-- start Material --

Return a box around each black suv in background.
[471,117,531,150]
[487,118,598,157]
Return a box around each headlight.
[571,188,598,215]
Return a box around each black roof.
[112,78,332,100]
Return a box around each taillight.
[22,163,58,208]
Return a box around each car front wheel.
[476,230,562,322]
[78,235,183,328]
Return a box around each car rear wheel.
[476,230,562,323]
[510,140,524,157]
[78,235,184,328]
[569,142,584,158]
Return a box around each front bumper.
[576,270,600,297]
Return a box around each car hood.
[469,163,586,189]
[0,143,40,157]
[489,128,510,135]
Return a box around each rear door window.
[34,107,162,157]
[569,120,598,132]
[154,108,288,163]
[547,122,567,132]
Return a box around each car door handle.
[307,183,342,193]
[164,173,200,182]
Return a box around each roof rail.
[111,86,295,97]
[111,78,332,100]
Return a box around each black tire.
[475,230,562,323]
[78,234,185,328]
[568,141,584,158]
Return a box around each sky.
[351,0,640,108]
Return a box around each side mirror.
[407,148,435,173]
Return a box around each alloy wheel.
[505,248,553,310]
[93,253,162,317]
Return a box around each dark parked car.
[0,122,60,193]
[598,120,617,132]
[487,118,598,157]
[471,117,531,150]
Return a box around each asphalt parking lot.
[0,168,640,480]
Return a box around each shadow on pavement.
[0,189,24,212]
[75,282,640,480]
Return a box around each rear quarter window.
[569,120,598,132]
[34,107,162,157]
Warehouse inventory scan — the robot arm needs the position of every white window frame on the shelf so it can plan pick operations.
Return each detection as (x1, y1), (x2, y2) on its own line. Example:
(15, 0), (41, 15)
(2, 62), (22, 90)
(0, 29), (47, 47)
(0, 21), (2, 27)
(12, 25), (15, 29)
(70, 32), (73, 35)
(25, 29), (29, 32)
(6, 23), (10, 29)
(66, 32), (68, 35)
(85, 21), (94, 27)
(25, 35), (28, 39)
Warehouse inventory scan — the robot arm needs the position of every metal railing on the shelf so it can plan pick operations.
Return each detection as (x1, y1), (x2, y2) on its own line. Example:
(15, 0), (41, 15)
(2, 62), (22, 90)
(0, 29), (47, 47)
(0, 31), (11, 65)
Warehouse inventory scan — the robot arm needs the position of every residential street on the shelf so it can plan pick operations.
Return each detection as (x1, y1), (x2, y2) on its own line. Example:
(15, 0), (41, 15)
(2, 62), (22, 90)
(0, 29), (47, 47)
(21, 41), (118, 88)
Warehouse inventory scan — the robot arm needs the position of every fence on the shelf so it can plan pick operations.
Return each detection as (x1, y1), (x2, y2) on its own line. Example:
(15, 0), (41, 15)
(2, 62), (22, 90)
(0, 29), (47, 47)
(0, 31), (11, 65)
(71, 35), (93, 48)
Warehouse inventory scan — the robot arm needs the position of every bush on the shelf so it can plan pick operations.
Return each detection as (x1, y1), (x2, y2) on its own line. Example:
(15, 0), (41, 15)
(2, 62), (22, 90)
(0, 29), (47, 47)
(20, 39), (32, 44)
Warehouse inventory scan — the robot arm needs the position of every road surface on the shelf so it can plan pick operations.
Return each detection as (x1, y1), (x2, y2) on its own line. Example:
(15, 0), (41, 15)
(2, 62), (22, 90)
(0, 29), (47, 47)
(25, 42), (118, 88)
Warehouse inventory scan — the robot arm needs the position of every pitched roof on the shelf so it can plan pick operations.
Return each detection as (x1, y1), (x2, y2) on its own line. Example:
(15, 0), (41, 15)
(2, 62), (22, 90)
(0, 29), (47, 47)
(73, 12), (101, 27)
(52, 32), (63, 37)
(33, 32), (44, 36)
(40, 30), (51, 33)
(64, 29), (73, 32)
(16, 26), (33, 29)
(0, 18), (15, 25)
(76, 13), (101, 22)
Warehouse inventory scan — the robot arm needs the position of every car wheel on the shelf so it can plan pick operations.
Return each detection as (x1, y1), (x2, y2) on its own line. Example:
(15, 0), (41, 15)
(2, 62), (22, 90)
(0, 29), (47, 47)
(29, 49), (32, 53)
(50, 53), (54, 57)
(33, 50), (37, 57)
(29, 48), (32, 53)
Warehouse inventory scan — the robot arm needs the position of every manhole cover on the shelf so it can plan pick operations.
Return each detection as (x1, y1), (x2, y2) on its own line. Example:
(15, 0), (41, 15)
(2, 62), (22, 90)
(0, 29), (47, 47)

-- end Material --

▶ **Written instruction**
Put every line of the items above into a JSON list of strings, one string per line, leaving out blank lines.

▶ **Exercise solution**
[
  "Return a box around each black suv in background.",
  "[471,117,531,150]",
  "[487,118,598,157]",
  "Return a box around each headlight.",
  "[571,188,598,215]",
  "Return a box around each black roof.",
  "[112,78,332,100]",
  "Return a box around each taillight.",
  "[22,163,58,208]",
  "Return a box around each car front wheel.",
  "[476,230,562,322]",
  "[78,235,183,328]",
  "Return a box around each car rear wheel.",
  "[476,230,562,323]",
  "[510,140,524,157]",
  "[78,235,184,328]",
  "[569,142,584,158]",
  "Return a box around each front bumper.",
  "[576,270,600,297]",
  "Return a box around each car hood.",
  "[469,163,586,189]",
  "[0,143,40,157]",
  "[489,128,510,135]",
  "Return a box around each rear door window.",
  "[34,107,162,157]",
  "[569,120,598,132]",
  "[154,108,288,163]",
  "[547,122,567,132]",
  "Return a box around each car door handle.",
  "[307,183,342,193]",
  "[164,173,200,182]",
  "Return a box around each roof rail.",
  "[111,86,295,97]",
  "[111,78,332,100]",
  "Return a box around each black tire.",
  "[475,230,562,323]",
  "[78,234,185,328]",
  "[568,141,584,158]",
  "Return a box around each sky.",
  "[351,0,640,108]",
  "Return a box around each side mirror.",
  "[407,148,435,173]",
  "Return a box around each alloy wheel.",
  "[505,248,553,310]",
  "[93,253,162,317]",
  "Return a box around each dark parked car.",
  "[0,122,60,193]",
  "[598,120,617,132]",
  "[487,118,598,157]",
  "[471,117,531,150]",
  "Return a box around each asphalt parking lot.",
  "[0,168,640,480]",
  "Return a box around each shadow on pavement.",
  "[0,189,24,212]",
  "[75,282,640,480]",
  "Return a box around each rear quarter window.",
  "[569,120,598,132]",
  "[34,107,162,157]",
  "Warehouse inventory scan — the robot arm needs the position of every white window frame on the shelf so it can plan pick operations.",
  "Return each detection as (x1, y1), (x2, y2) on its own line. Example:",
  "(15, 0), (41, 15)",
  "(2, 62), (22, 90)",
  "(0, 29), (47, 47)",
  "(0, 21), (2, 27)",
  "(12, 25), (15, 29)",
  "(70, 32), (73, 35)",
  "(25, 29), (29, 32)",
  "(6, 23), (10, 29)",
  "(66, 32), (68, 35)",
  "(85, 21), (94, 27)",
  "(25, 35), (28, 39)",
  "Warehouse inventory scan — the robot arm needs the position of every metal railing on the shelf so it can plan pick operations.",
  "Return each detection as (x1, y1), (x2, y2) on its own line. Example:",
  "(15, 0), (41, 15)",
  "(2, 62), (22, 90)",
  "(0, 29), (47, 47)",
  "(0, 31), (11, 65)",
  "Warehouse inventory scan — the robot arm needs the position of every residential street on the shelf so it can plan pick operations.",
  "Return each detection as (x1, y1), (x2, y2) on its own line. Example:",
  "(15, 0), (41, 15)",
  "(2, 62), (22, 90)",
  "(0, 29), (47, 47)",
  "(21, 41), (118, 88)",
  "Warehouse inventory scan — the robot arm needs the position of every fence on the shelf so it can plan pick operations.",
  "Return each detection as (x1, y1), (x2, y2) on its own line. Example:",
  "(15, 0), (41, 15)",
  "(2, 62), (22, 90)",
  "(0, 29), (47, 47)",
  "(0, 31), (11, 65)",
  "(71, 35), (93, 48)",
  "Warehouse inventory scan — the robot arm needs the position of every bush on the shelf so it can plan pick operations.",
  "Return each detection as (x1, y1), (x2, y2) on its own line. Example:",
  "(15, 0), (41, 15)",
  "(2, 62), (22, 90)",
  "(0, 29), (47, 47)",
  "(20, 39), (32, 44)",
  "Warehouse inventory scan — the robot arm needs the position of every road surface on the shelf so it can plan pick operations.",
  "Return each detection as (x1, y1), (x2, y2) on its own line. Example:",
  "(15, 0), (41, 15)",
  "(2, 62), (22, 90)",
  "(0, 29), (47, 47)",
  "(25, 42), (118, 88)",
  "Warehouse inventory scan — the robot arm needs the position of every pitched roof on the shelf so it can plan pick operations.",
  "Return each detection as (x1, y1), (x2, y2) on its own line. Example:",
  "(15, 0), (41, 15)",
  "(2, 62), (22, 90)",
  "(0, 29), (47, 47)",
  "(73, 12), (101, 27)",
  "(52, 32), (63, 37)",
  "(33, 32), (44, 36)",
  "(40, 30), (51, 33)",
  "(64, 29), (73, 32)",
  "(16, 26), (33, 29)",
  "(0, 18), (15, 25)",
  "(76, 13), (101, 22)",
  "Warehouse inventory scan — the robot arm needs the position of every car wheel on the shelf so it can plan pick operations.",
  "Return each detection as (x1, y1), (x2, y2) on its own line. Example:",
  "(15, 0), (41, 15)",
  "(2, 62), (22, 90)",
  "(0, 29), (47, 47)",
  "(29, 49), (32, 53)",
  "(50, 53), (54, 57)",
  "(33, 50), (37, 57)",
  "(29, 48), (32, 53)",
  "Warehouse inventory scan — the robot arm needs the position of every manhole cover on the shelf so it can plan pick operations.",
  "Return each detection as (x1, y1), (x2, y2) on its own line. Example:",
  "(15, 0), (41, 15)",
  "(2, 62), (22, 90)",
  "(0, 29), (47, 47)"
]